## What you need to do
Each record must appear in your answer exactly as it does below.

## Extracted records
◆ ◆ ◆ ◆ ◆ ◆ ◆
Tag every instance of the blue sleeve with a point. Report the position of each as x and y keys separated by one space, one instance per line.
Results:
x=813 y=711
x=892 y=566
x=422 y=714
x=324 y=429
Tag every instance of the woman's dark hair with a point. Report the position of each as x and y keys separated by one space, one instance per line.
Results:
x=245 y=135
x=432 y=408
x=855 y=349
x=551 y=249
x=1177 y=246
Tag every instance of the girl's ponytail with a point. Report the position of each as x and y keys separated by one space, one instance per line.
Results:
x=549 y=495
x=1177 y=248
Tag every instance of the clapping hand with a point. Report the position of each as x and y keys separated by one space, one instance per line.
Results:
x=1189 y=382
◆ ◆ ◆ ◆ ◆ ◆ ◆
## Answer for the task
Tag every instance of the blue sleeve with a point. Report the position of each as x and y keys separated by one space, one instance per line.
Results:
x=813 y=711
x=892 y=566
x=422 y=714
x=324 y=429
Tag every instance of the woman's dark hair with a point. Report the position of each as x and y keys separated by one space, one instance per line.
Results:
x=245 y=135
x=432 y=408
x=855 y=349
x=551 y=249
x=1177 y=246
Tag every instance of the girl's ponytail with a point. Report the position of each as x and y keys separated by one space, one instance per line.
Results:
x=549 y=495
x=1177 y=248
Tag every instance of the clapping hand with a point. Report the position of each as x and y keys separated by one space, one instance per line.
Results:
x=1189 y=382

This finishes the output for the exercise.